| Extracted data |
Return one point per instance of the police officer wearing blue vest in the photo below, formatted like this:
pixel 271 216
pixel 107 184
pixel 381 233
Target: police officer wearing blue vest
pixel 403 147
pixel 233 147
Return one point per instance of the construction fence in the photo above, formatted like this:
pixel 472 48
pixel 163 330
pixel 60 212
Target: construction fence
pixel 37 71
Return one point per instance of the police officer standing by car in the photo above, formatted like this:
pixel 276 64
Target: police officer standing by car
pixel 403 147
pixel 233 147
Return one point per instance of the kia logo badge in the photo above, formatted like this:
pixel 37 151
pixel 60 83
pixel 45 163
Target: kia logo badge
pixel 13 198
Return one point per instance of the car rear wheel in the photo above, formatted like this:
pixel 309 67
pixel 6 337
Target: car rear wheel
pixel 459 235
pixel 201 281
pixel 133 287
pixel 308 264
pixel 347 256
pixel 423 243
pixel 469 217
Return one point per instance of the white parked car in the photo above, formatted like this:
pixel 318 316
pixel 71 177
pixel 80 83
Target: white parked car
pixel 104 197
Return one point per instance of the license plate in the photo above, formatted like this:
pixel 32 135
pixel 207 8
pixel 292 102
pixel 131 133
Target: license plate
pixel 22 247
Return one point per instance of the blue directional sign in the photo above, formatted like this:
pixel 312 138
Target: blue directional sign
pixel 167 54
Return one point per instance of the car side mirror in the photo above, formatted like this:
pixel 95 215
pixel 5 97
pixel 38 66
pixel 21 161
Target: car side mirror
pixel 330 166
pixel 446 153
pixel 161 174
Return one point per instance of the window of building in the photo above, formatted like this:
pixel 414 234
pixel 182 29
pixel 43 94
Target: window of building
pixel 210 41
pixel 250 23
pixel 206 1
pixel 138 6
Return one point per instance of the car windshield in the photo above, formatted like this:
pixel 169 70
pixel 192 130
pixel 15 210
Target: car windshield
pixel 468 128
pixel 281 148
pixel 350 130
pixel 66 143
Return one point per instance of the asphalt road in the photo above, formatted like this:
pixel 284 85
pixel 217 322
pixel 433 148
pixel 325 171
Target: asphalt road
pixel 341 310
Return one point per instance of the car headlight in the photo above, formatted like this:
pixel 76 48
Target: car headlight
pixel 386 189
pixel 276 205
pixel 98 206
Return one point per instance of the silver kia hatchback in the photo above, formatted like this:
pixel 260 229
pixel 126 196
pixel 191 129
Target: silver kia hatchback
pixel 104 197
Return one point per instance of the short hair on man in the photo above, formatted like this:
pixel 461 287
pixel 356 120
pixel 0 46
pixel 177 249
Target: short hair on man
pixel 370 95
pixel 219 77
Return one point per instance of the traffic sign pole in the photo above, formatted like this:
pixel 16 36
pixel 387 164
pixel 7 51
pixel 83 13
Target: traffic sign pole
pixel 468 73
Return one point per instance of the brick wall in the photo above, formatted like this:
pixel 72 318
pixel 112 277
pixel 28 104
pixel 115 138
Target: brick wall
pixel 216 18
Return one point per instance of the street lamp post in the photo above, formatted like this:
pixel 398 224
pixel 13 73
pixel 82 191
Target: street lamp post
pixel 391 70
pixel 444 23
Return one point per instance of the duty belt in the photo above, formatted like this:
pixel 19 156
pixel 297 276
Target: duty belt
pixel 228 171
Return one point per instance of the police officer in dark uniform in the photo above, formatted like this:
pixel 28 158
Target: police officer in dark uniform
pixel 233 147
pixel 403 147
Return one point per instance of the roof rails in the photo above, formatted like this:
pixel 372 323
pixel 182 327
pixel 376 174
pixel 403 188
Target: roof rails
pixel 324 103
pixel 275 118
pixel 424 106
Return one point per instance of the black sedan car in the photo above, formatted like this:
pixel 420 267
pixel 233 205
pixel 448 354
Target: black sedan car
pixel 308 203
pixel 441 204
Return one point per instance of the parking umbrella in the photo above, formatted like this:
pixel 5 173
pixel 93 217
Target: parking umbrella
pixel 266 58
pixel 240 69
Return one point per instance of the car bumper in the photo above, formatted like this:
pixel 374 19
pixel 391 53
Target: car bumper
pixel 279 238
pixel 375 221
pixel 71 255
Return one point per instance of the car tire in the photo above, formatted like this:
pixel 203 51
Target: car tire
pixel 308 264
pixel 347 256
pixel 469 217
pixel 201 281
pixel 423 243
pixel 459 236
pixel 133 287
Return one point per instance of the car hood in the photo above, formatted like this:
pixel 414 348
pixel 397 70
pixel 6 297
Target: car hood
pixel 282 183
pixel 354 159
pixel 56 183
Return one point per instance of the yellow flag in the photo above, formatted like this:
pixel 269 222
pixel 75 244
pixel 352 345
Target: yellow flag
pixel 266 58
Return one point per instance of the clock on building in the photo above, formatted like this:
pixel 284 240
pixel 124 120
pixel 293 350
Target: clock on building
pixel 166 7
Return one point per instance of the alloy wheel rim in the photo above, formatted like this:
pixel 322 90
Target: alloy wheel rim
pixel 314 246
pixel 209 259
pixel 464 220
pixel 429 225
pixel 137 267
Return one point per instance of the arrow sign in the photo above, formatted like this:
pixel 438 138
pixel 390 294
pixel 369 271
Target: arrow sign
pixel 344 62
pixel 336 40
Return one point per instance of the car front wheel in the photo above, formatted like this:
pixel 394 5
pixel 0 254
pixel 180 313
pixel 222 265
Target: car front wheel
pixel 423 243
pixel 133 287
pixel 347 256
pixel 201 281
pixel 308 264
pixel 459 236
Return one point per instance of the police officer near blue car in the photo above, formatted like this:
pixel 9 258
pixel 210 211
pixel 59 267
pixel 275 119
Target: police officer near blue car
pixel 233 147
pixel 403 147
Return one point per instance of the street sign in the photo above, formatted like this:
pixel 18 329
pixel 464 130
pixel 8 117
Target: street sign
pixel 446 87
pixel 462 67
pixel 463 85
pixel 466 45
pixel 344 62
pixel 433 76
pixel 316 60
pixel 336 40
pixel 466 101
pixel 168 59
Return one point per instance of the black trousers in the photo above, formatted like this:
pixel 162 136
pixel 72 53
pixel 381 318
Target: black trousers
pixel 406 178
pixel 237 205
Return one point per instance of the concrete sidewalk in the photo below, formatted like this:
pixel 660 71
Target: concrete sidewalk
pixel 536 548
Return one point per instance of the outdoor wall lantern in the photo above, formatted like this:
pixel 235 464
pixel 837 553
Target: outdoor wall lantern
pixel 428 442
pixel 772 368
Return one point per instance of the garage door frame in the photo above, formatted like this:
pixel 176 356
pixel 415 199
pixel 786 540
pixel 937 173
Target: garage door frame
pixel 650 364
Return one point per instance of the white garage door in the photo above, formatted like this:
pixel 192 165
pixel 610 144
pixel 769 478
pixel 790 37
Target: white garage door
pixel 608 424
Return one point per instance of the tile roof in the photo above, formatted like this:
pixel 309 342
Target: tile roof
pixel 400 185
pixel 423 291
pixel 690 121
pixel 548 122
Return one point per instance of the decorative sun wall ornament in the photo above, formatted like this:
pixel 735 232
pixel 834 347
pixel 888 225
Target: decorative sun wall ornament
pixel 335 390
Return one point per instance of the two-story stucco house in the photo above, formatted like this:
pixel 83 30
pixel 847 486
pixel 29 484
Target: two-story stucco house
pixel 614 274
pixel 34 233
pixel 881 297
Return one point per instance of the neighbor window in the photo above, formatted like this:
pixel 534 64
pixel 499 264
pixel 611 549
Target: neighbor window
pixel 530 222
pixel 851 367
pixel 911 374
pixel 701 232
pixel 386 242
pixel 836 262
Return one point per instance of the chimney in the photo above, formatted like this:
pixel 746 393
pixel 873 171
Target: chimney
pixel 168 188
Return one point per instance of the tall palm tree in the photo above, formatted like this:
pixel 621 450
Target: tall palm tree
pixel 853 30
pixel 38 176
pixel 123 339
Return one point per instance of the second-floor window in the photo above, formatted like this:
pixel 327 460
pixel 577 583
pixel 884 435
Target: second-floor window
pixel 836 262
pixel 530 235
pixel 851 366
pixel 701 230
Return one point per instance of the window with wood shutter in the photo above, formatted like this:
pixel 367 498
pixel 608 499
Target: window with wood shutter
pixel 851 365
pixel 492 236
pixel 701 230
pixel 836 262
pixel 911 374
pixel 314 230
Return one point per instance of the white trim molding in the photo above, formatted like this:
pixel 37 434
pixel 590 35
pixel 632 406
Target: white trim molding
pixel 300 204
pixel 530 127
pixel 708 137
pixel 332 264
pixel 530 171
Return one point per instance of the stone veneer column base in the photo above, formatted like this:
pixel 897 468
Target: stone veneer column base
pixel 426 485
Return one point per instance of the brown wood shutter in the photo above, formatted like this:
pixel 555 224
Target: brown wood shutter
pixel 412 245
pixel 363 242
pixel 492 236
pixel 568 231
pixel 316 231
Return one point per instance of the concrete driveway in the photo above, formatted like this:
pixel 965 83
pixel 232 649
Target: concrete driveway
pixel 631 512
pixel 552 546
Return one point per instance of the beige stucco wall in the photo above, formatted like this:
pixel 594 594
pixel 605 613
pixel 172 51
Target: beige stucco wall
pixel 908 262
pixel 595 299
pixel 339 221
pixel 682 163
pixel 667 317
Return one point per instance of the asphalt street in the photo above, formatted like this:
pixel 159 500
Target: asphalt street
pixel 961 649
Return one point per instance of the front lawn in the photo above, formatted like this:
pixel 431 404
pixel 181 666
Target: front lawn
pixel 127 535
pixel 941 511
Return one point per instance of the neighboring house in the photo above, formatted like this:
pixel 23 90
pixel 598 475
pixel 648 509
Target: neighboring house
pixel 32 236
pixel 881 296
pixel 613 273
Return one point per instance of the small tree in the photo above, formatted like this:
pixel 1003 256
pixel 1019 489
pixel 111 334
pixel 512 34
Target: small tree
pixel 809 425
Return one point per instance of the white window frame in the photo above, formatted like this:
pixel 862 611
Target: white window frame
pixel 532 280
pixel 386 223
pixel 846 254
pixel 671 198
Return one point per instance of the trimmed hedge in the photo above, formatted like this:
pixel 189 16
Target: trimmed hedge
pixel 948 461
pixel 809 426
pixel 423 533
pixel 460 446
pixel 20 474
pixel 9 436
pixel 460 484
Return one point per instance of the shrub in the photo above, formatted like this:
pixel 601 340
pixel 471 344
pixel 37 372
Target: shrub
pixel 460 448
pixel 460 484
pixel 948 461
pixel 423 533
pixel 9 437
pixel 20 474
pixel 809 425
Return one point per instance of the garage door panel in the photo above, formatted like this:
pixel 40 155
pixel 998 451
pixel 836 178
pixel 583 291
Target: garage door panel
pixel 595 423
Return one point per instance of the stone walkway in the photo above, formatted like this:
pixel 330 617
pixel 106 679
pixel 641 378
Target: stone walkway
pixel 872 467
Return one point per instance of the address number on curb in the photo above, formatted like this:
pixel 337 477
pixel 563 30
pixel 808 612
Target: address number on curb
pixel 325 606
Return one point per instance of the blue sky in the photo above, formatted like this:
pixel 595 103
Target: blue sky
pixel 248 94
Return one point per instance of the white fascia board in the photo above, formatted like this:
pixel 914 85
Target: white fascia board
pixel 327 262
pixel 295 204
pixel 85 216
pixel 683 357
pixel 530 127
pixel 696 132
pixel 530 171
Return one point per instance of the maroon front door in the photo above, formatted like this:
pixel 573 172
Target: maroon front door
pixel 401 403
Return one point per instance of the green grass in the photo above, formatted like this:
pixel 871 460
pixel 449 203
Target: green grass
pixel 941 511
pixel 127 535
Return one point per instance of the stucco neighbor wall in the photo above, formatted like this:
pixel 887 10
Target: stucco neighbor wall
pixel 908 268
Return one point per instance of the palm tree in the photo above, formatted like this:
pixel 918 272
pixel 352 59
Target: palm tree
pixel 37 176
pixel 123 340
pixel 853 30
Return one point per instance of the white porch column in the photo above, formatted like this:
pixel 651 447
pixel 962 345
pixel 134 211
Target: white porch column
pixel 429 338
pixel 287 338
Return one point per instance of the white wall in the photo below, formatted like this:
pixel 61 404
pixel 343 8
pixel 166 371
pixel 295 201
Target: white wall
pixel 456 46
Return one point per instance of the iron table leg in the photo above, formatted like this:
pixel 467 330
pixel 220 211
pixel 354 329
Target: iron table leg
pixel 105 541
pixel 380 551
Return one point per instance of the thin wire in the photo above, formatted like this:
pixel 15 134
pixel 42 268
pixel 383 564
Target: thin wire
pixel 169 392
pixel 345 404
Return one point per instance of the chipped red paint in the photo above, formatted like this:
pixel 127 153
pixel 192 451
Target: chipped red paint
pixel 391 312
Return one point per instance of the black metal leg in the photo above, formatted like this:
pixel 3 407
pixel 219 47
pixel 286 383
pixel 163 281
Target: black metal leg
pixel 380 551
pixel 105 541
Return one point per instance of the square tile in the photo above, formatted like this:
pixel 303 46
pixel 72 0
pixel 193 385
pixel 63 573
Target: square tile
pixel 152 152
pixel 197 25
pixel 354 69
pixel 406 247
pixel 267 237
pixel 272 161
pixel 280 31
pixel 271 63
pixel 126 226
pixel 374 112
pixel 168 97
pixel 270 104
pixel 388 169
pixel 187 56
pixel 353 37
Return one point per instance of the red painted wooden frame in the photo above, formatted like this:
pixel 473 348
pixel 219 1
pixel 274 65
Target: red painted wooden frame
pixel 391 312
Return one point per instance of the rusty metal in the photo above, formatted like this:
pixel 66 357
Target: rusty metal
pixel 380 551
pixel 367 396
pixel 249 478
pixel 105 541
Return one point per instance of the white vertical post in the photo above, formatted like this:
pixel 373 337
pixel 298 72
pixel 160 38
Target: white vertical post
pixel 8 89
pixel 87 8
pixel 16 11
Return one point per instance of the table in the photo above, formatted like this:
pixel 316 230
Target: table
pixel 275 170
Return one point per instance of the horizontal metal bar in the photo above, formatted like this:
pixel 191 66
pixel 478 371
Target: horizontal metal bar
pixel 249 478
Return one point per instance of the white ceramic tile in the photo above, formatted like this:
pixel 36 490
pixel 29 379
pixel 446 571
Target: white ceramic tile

| Exercise directions |
Rewrite the records above as a numbered list, from the line containing "Return one point per instance of the chimney" down through the line containing "pixel 426 485", with both of those lines included and blank lines omitted.

| Answer below |
1. Return one point per instance of the chimney in the photo above, formatted like this:
2. pixel 746 393
3. pixel 873 171
4. Target: chimney
5. pixel 168 188
6. Return one point per instance of the tall palm tree in the photo above, formatted like this:
7. pixel 621 450
8. Target: tall palm tree
9. pixel 853 30
10. pixel 38 176
11. pixel 123 339
12. Return one point per instance of the second-floor window in the photo above, formatted like this:
13. pixel 327 460
14. pixel 577 583
15. pixel 884 435
16. Target: second-floor window
17. pixel 836 262
18. pixel 530 235
19. pixel 851 366
20. pixel 701 230
21. Return one point per instance of the window with wood shutter in the photo above, formatted like this:
22. pixel 367 498
23. pixel 608 499
24. Target: window with wood shutter
25. pixel 851 365
26. pixel 492 236
27. pixel 701 230
28. pixel 836 262
29. pixel 911 374
30. pixel 314 230
31. Return one point per instance of the white trim molding in the photo above, formatted like this:
32. pixel 37 434
33. pixel 590 35
34. pixel 632 406
35. Target: white trim molding
36. pixel 300 204
37. pixel 530 127
38. pixel 708 137
39. pixel 332 264
40. pixel 530 171
41. Return one point per instance of the stone veneer column base in the photo above, formatted like this:
42. pixel 897 468
43. Target: stone veneer column base
44. pixel 426 485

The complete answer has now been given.